**Task to carry out:**
Write out the rows again from the line with "I'm trying to locate the bouquet" to the line with "[0,695,145,896]", keeping the requests unchanged. Add -74 to every coordinate in the answers.

— BEGIN Records to process —

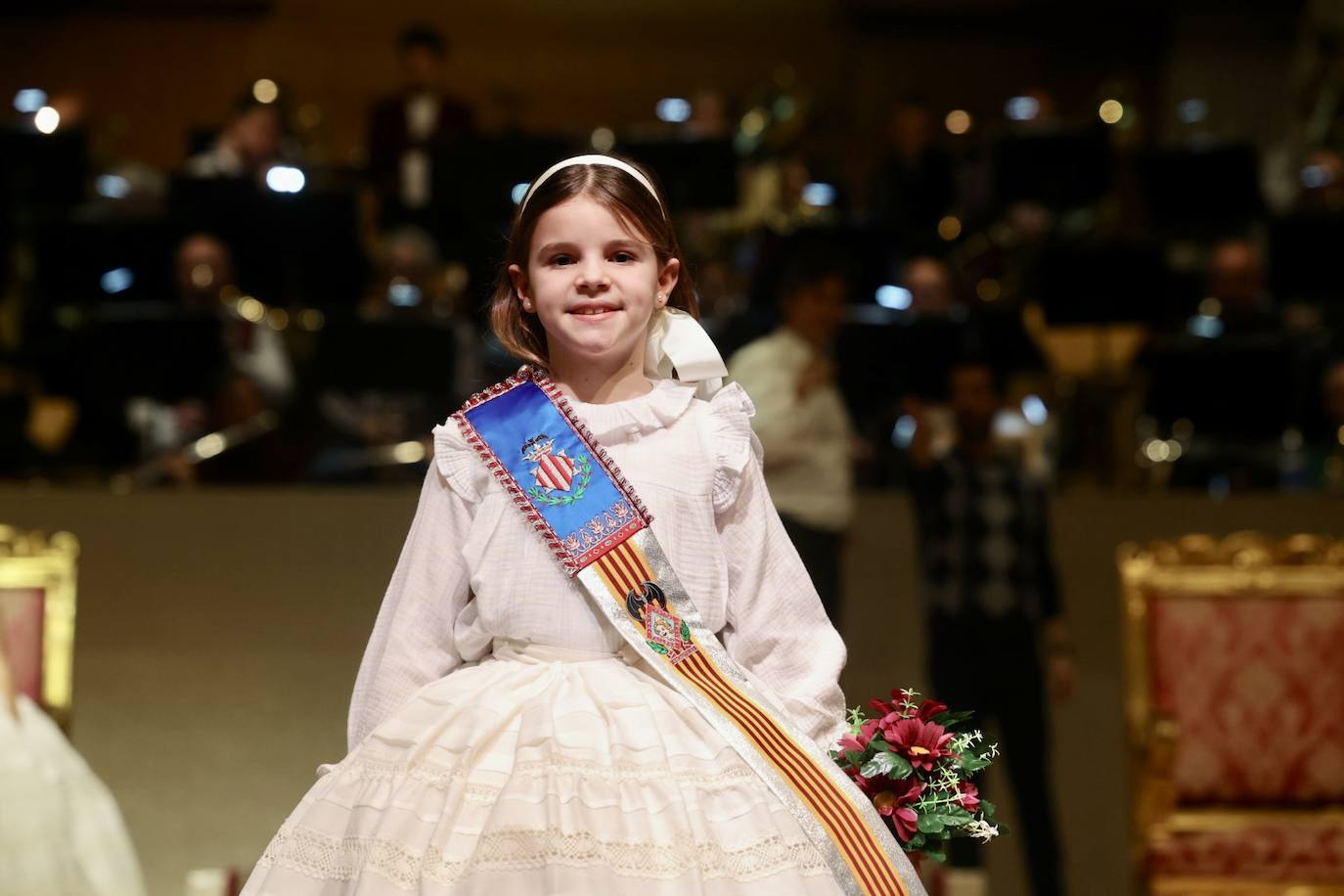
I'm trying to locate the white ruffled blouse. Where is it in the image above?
[348,379,845,748]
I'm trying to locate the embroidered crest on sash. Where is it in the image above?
[625,582,696,665]
[521,432,593,507]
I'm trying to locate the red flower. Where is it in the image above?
[870,775,924,841]
[957,781,980,811]
[881,715,952,771]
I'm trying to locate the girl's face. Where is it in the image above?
[510,197,680,376]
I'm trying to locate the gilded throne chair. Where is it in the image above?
[0,525,79,732]
[1118,533,1344,896]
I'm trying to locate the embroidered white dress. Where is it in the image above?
[244,381,844,896]
[0,698,145,896]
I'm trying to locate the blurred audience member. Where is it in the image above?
[173,234,294,406]
[870,101,955,252]
[729,254,853,622]
[0,349,79,478]
[360,227,489,407]
[901,255,965,317]
[1207,239,1279,334]
[1307,357,1344,494]
[368,25,474,239]
[310,227,489,482]
[907,361,1077,896]
[187,91,285,179]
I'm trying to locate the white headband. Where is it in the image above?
[517,155,668,217]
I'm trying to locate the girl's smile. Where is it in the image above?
[510,195,680,388]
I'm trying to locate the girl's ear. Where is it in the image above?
[658,258,682,298]
[508,265,532,307]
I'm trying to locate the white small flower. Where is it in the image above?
[963,818,999,843]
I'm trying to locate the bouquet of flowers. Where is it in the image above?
[830,690,999,861]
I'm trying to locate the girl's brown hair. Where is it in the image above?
[491,158,700,367]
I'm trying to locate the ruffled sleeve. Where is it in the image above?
[346,421,489,749]
[434,418,491,504]
[708,384,845,748]
[708,382,761,514]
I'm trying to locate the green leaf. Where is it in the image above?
[859,744,914,781]
[916,811,948,834]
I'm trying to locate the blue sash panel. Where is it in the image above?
[456,378,650,575]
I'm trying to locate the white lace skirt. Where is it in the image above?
[244,642,841,896]
[0,695,145,896]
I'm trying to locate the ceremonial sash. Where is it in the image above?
[453,367,923,896]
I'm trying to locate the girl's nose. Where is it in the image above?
[575,269,611,291]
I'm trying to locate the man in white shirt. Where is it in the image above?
[729,255,853,623]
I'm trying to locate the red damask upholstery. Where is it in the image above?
[1149,595,1344,805]
[1147,825,1344,881]
[0,589,46,704]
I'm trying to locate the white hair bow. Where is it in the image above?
[644,306,729,399]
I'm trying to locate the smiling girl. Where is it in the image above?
[244,156,922,896]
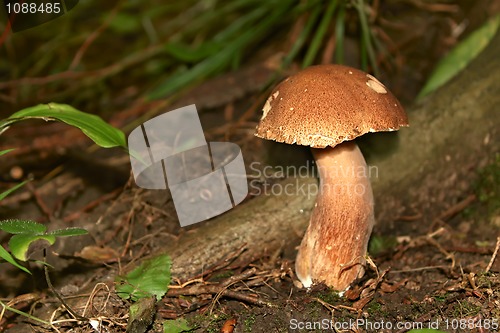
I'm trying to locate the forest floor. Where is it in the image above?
[0,1,500,333]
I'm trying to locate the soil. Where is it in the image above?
[0,1,500,333]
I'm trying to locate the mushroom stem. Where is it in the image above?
[295,142,375,291]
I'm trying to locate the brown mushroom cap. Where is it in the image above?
[255,65,408,148]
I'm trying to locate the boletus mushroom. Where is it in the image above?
[255,65,408,291]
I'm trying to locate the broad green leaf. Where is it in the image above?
[116,254,171,301]
[0,219,47,235]
[48,228,88,237]
[163,318,192,333]
[9,234,56,261]
[0,148,15,156]
[0,245,31,274]
[0,103,127,148]
[417,15,500,99]
[0,180,29,200]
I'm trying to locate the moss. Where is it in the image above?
[452,300,481,318]
[188,313,229,333]
[243,313,255,332]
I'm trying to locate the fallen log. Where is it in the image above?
[141,34,500,279]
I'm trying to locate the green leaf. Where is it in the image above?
[0,245,31,274]
[0,219,47,236]
[417,15,500,99]
[9,234,56,261]
[0,180,29,200]
[0,103,127,148]
[163,318,192,333]
[48,228,88,237]
[116,254,171,301]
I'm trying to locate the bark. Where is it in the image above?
[143,34,500,279]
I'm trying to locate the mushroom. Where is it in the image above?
[255,65,408,291]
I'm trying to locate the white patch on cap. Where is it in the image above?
[260,90,280,120]
[366,74,387,94]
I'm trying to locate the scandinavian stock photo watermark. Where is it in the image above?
[247,160,379,198]
[288,318,500,332]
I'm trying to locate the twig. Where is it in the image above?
[485,237,500,273]
[438,194,476,221]
[43,249,89,322]
[166,267,273,306]
[63,188,123,223]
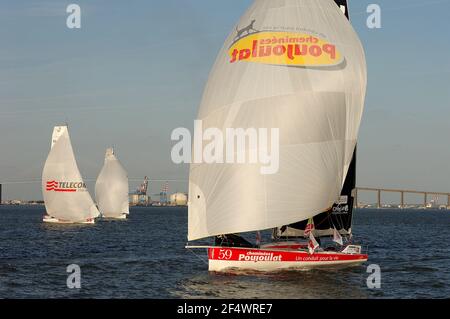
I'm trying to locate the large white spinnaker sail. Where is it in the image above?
[95,148,129,218]
[188,0,367,240]
[42,126,99,223]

— END Records to process —

**The reply:**
I'm trying to locate the bouquet of flowers. Where is it in the image above?
[756,616,925,787]
I'm trying to locate the girl's brown hair. Where is it in the image above?
[417,84,626,293]
I'm trying to locate the ruffled sleeve. Where is it in the image above?
[272,347,415,675]
[360,344,417,430]
[634,310,771,674]
[634,308,687,440]
I'm trying to locate the green leaf. Where is it in the image above?
[785,670,840,707]
[842,737,874,760]
I'm trying to locate the blue sash panel. Where is it in the image above?
[382,304,576,501]
I'm trying to locate the white lace skirt. Where is it in the image above?
[170,568,767,822]
[-74,621,71,822]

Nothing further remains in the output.